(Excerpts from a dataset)

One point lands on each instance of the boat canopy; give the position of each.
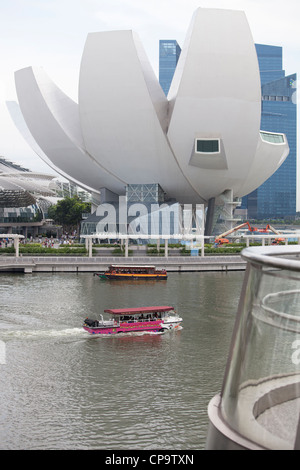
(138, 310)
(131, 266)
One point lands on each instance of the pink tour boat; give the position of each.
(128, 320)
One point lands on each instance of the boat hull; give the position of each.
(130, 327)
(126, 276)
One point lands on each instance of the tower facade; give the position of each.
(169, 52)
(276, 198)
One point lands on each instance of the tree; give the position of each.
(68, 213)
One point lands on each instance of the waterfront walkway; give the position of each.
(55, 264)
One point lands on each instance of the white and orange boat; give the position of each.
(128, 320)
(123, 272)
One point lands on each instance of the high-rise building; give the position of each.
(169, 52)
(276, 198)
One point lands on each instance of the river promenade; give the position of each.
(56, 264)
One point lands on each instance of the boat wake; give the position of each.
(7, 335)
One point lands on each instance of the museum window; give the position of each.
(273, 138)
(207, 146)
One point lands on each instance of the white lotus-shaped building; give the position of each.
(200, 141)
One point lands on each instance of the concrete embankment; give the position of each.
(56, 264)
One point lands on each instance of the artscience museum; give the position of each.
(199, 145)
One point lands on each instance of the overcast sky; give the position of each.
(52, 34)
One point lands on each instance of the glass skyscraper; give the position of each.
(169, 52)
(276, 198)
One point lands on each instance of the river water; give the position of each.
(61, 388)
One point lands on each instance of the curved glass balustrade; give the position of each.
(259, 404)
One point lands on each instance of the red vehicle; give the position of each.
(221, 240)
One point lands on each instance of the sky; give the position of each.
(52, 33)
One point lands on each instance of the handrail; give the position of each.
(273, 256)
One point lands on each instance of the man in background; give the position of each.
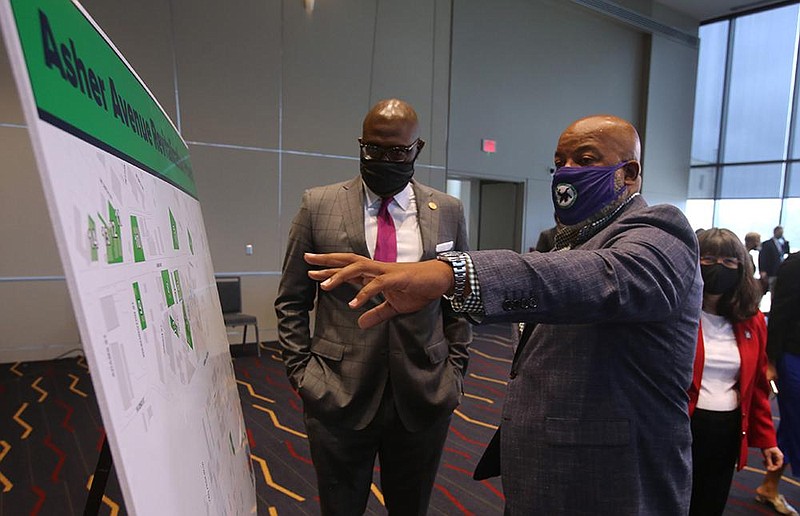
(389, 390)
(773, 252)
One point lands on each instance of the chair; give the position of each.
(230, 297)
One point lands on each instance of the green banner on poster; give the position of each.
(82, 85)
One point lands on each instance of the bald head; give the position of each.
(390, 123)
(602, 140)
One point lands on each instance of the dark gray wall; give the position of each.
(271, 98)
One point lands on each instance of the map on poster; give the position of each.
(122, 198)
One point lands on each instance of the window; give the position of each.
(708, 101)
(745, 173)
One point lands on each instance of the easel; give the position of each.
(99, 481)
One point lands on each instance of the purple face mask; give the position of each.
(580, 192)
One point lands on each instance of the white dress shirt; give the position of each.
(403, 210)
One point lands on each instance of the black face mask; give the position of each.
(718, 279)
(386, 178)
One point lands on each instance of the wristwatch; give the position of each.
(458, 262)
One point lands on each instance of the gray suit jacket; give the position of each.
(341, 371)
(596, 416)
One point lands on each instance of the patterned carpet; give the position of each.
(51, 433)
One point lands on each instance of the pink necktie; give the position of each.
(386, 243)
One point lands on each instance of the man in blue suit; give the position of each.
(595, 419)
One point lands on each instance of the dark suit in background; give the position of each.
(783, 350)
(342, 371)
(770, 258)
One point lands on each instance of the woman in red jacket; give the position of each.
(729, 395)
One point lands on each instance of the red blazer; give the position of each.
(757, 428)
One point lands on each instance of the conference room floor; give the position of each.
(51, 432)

Work to be completed -> Repeat all entries exactly. Skip the pictures.

Exercise answer ->
One point lands on each instance of the boat canopy; give the position of each.
(138, 310)
(131, 266)
One point lands on each instance of the pink tour boat; give the position of each.
(128, 320)
One point lands on each instance of the boat hull; give the position of each.
(130, 327)
(126, 276)
One point lands on each instance of the tower facade; give the position of each.
(169, 52)
(276, 198)
One point lands on each instance of the tree; give the position of each.
(68, 213)
One point lands on each instance of the waterfront walkway; give the position of each.
(55, 264)
One point lands on each instance of the white and orange boat; give the position of each.
(128, 320)
(123, 272)
One point lands on each instance of the high-rise building; give the position of each.
(169, 52)
(276, 198)
One point lands on each instance of the river promenade; give the position of each.
(56, 264)
One point lands on each instance of the boat wake; give the position of each.
(7, 335)
One point lands on each instance of the museum window; give the position of each.
(273, 138)
(207, 146)
One point lands on each instance of the white lotus-shaped building; give the position of each.
(200, 141)
One point lands on each instance of the concrete embankment; give the position of each.
(56, 264)
One point lands on each instance of the artscience museum; give the position of each.
(199, 145)
One point lands on each instance of the overcast sky; give the position of each.
(52, 34)
One point lands on each instance of the glass skyscraper; give the position of each.
(169, 52)
(276, 198)
One point lands on each instance of the river water; give the position of each.
(61, 388)
One point lands on each instance of the curved glass balustrade; give the position of each.
(259, 404)
One point lands on each instance of the red vehicle; give the position of each.
(221, 240)
One point lands on each instance of the sky; give the position of each.
(52, 33)
One point lands on each instance of the handrail; give the position of each.
(273, 256)
One point lands on each instance of the man in background; give the position of each.
(389, 390)
(773, 252)
One point lands on each instance of the chair; give the position of each.
(230, 297)
One point lands on each instance of the green banner on poster; give the position of each.
(82, 85)
One point lands on each instance of the bald head; give the position of each.
(390, 123)
(602, 140)
One point lands on each instance of the dark gray wall; give the position of each.
(271, 98)
One point lands on each instance of the map on poster; give the position of each.
(122, 198)
One point lands on each instance of the window; give the position of each.
(708, 101)
(745, 173)
One point lands on each instance of the easel; give the position of each.
(99, 481)
One point lands on each instance of the purple face mask; give the position of each.
(580, 192)
One point lands on each instance of the white dress shirt; give the position of each.
(403, 210)
One point lands on each instance of the black face mask; give the position of each.
(718, 279)
(386, 178)
One point lands on each instance of the wristwatch; give the position of each.
(458, 262)
One point lands on each instance of the gray suit jacket; give the position of each.
(341, 371)
(596, 416)
One point lands on each instance of the patterned carpet; give the position of each.
(51, 433)
One point lands on each instance of the pink necktie; give the position of each.
(386, 243)
One point lands on each instance of the man in blue suit; give the position of each.
(595, 419)
One point lands on each instance of the dark suit in background; give the position of each.
(783, 350)
(342, 371)
(770, 258)
One point lands on each instance of the woman in red jacket; give the position of each.
(729, 395)
One point lands on each instance of the red blazer; give the position of each.
(757, 428)
One point lands on each instance of the conference room floor; give the position of each.
(51, 432)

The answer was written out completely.